Set down every record once more, exactly as given.

***** PROVIDED INFORMATION *****

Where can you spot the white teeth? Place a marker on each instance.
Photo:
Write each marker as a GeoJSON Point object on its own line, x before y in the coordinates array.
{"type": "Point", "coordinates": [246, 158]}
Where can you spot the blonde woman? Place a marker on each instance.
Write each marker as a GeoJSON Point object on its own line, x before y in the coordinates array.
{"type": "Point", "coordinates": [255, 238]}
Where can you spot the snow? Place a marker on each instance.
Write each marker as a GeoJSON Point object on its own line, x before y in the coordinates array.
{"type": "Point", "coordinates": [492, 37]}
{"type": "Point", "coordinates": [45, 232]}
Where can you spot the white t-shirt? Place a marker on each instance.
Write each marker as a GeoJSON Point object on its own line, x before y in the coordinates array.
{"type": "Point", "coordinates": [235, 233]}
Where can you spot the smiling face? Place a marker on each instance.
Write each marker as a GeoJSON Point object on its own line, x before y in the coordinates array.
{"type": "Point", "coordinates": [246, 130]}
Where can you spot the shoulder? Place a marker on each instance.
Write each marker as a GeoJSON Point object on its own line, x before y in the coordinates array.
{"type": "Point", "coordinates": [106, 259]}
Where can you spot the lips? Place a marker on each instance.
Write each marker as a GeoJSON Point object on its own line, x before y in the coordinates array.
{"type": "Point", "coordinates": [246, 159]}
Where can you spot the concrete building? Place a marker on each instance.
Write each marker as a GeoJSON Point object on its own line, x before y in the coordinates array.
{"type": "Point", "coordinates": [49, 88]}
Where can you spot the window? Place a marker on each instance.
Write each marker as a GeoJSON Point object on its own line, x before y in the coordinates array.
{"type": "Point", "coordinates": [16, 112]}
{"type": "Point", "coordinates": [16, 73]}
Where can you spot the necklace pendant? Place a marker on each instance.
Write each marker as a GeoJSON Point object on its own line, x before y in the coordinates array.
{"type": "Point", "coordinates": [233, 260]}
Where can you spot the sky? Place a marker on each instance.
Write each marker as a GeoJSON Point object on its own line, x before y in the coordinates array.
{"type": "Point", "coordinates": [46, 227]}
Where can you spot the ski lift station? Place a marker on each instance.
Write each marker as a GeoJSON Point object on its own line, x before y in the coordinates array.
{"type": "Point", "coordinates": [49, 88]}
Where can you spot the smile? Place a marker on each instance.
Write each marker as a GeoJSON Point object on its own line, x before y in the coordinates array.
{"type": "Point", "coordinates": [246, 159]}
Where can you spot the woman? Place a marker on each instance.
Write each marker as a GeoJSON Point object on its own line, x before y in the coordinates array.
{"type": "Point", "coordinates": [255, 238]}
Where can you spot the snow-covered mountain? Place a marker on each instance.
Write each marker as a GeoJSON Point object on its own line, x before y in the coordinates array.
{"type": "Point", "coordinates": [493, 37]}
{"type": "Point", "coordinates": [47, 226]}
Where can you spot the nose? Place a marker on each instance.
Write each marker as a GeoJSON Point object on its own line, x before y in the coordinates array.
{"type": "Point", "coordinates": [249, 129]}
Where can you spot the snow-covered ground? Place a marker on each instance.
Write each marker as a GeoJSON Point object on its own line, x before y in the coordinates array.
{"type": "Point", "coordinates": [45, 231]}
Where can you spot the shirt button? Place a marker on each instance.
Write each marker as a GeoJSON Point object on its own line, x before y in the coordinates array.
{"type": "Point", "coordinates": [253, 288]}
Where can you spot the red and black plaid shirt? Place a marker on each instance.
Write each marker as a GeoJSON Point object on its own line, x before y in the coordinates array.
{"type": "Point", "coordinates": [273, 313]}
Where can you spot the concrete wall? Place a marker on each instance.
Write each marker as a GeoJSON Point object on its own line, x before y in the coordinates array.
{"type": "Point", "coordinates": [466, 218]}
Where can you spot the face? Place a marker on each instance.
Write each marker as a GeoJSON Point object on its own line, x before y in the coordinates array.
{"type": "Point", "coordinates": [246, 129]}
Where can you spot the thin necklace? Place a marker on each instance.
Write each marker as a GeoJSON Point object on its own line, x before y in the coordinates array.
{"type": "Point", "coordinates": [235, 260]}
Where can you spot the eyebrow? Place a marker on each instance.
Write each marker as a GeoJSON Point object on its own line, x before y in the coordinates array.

*****

TASK RESPONSE:
Where can you spot the white teeth? Place a marker on each instance.
Photo:
Write each marker as a GeoJSON Point object on its own line, x before y in the coordinates array.
{"type": "Point", "coordinates": [246, 158]}
Where can you spot the blonde woman? Place a marker on each instance.
Write each marker as a GeoJSON Point object on its own line, x before y in the coordinates array.
{"type": "Point", "coordinates": [255, 238]}
Where can you spot the snow? Place a marker on each instance.
Write each marker as a GeoJSON Point object on its own line, x before y in the coordinates array.
{"type": "Point", "coordinates": [492, 37]}
{"type": "Point", "coordinates": [45, 232]}
Where can you spot the white t-shirt? Place a marker on each instance.
Write each marker as a GeoJSON Point object on its own line, x before y in the coordinates array.
{"type": "Point", "coordinates": [235, 233]}
Where can you spot the smiling face? Place a marker on each instance.
Write each marker as a GeoJSON Point object on its own line, x before y in the coordinates array.
{"type": "Point", "coordinates": [246, 130]}
Where can you spot the shoulder? Place a marker on each instance.
Write each marker as a GeoJSON Point object on its own line, x before y in the coordinates array.
{"type": "Point", "coordinates": [106, 259]}
Where can you spot the lips? Place a marker on each instance.
Write each marker as a GeoJSON Point object on its own line, x before y in the coordinates array.
{"type": "Point", "coordinates": [246, 159]}
Where can you spot the concrete building? Place a marker on each instance.
Write each marker as a GeoJSON Point object on its own line, x before y in the coordinates array.
{"type": "Point", "coordinates": [49, 88]}
Where can you spot the window? Place a marker on each instance.
Write each marker as a GeoJSON Point object on its own line, x before y in the coordinates array.
{"type": "Point", "coordinates": [16, 112]}
{"type": "Point", "coordinates": [16, 73]}
Where can you spot the necklace pendant? Place a marker on each instance.
Write each marker as a GeoJSON Point object on its own line, x before y in the coordinates array.
{"type": "Point", "coordinates": [233, 260]}
Where can you spot the sky? Place a marker on each instance.
Write each marker as a GeoJSON Point object on its own line, x before y in the coordinates array.
{"type": "Point", "coordinates": [46, 227]}
Where can you spot the ski lift station? Place a marker on each instance.
Write each marker as a GeoJSON Point object on its own line, x before y in the coordinates array.
{"type": "Point", "coordinates": [49, 88]}
Where can you spot the smile? Place a marker on each instance.
Write each marker as a GeoJSON Point object on its own line, x before y in the coordinates array.
{"type": "Point", "coordinates": [246, 159]}
Where can you spot the woman? Place a marker on each instance.
Write each marker as a GeoJSON Point object on its own line, x before y in the coordinates array.
{"type": "Point", "coordinates": [255, 238]}
Where can you spot the snow-covered mountain? Place a marker on each instance.
Write each marker as a GeoJSON Point object on its own line, x before y in the coordinates array.
{"type": "Point", "coordinates": [493, 37]}
{"type": "Point", "coordinates": [47, 226]}
Where can you spot the nose? Place a marker on each instance.
Write each marker as a GeoJSON Point object on its own line, x before y in the coordinates array.
{"type": "Point", "coordinates": [249, 129]}
Where can you spot the snow-covered ground? Place a marker on each instance.
Write each marker as a GeoJSON Point object on its own line, x before y in the coordinates array.
{"type": "Point", "coordinates": [45, 231]}
Where can you spot the shirt button? Place a marker on each instance.
Write each marker as a GeoJSON Point object on its own line, x before y in the coordinates array.
{"type": "Point", "coordinates": [253, 288]}
Where can you spot the red and black plaid shirt? Place a marker on each instance.
Write each marker as a GeoJSON Point object on its own line, x before y in the coordinates array.
{"type": "Point", "coordinates": [273, 313]}
Where can you spot the concrete wall? Place a marker on each instance.
Write each marker as a GeoJSON Point object on its own line, x before y in the coordinates array.
{"type": "Point", "coordinates": [466, 218]}
Where can you spot the face? Place a marker on each instance.
Write each marker as a GeoJSON Point object on its own line, x before y in the coordinates array.
{"type": "Point", "coordinates": [246, 129]}
Where can you spot the thin necklace? Place a marker on each instance.
Write each marker as a GeoJSON Point object on its own line, x before y in the coordinates array.
{"type": "Point", "coordinates": [235, 260]}
Where can you spot the eyebrow? Place a marker on each instance.
Write each marker as a GeoJSON Point object on its own line, x before y in the coordinates array.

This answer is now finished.